#### [Required task 1]
What material were the two-dimensional square lattices made from, according to the passage on artificial spin lattices?

>> begin Quoted passage

With advances in lithography, scientists today can create arrays of coupled ferromagnetic structures (dipoles) that mimic atomic spins. These artificial spin lattices (ASLs) can provide insight into collective spin motions and dipole interactions, which often play important roles in determining the ground states of quantum materials and could prove crucial for implementing advanced computing and data-storage strategies. Understanding such systems is challenging due to low phase-transition temperatures and lack of control in the engineering of atomic systems.
In this work, researchers fabricated two-dimensional, square, permalloy (Ni0.8Fe0.2) ASLs that undergo a paramagnetic-to-antiferromagnetic (AFM) phase transition with decreasing temperature. The presence of antiferromagnetic superdomains below the transition temperature was confirmed using photoemission electron microscopy (PEEM) at ALS Beamline 11.0.1.1.

>> end Quoted passage
>> begin Given data

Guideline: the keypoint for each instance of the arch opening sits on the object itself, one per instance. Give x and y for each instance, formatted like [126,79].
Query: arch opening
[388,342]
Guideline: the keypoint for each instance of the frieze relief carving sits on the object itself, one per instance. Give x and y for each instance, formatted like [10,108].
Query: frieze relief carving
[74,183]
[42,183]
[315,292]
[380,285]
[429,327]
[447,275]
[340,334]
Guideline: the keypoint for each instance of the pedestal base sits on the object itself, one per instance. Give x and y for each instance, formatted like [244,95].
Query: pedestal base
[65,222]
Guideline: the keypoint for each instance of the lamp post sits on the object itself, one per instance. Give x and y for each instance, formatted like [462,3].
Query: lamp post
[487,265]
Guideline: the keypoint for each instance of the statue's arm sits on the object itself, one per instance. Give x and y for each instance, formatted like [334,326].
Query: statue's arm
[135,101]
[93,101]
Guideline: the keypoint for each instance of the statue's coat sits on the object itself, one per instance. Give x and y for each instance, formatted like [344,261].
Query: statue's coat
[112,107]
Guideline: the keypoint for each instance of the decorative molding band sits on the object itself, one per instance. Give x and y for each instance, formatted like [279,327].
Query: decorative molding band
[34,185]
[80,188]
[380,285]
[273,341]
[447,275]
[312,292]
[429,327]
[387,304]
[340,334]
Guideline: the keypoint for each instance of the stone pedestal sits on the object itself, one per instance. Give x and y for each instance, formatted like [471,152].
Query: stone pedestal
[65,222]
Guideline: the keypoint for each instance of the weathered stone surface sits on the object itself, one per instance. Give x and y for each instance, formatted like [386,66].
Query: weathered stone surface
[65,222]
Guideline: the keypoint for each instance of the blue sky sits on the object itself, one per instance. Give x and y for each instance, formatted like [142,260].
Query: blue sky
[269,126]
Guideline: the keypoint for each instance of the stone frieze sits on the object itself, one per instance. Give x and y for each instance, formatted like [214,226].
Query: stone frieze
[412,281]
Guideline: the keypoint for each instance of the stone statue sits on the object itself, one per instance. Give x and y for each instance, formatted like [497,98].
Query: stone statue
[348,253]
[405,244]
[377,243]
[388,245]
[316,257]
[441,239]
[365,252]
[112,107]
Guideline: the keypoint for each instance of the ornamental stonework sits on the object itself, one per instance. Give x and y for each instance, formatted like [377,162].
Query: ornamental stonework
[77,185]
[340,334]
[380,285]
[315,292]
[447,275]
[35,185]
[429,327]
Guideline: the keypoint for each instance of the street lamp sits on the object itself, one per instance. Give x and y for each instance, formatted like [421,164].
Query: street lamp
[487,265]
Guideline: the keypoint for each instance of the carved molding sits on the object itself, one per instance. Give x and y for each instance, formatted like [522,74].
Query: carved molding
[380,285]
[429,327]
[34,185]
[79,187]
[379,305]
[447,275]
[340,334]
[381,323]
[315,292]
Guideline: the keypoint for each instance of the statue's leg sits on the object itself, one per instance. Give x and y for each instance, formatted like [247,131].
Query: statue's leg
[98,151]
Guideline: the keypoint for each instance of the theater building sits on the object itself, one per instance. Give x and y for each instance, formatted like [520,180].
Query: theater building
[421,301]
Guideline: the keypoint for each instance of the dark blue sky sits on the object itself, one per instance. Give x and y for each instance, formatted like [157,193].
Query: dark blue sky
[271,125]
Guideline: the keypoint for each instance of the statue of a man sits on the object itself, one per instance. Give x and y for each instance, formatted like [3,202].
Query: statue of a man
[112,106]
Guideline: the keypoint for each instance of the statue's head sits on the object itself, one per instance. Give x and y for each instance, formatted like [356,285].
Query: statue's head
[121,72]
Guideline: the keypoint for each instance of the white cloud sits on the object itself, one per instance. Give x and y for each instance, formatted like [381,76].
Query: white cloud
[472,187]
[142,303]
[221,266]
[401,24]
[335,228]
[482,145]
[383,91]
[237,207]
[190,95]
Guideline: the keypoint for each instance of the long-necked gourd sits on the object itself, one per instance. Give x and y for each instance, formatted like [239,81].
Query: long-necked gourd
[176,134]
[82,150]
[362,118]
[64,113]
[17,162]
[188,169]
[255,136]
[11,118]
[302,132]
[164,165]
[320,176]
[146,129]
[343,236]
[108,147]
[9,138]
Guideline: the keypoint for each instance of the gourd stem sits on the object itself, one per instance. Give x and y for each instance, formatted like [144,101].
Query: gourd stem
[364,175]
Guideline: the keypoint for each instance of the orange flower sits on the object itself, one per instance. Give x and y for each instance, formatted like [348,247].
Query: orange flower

>> end Given data

#### [Required task 2]
Collect every line in the listing that contains the string "ornamental".

#### [Expected output 1]
Permalloy (Ni0.8Fe0.2)

#### [Expected output 2]
Guideline: the keypoint for each instance of the ornamental stonework sits on the object itself, one per instance. Give x and y for each instance, formatted like [377,162].
Query: ornamental stonework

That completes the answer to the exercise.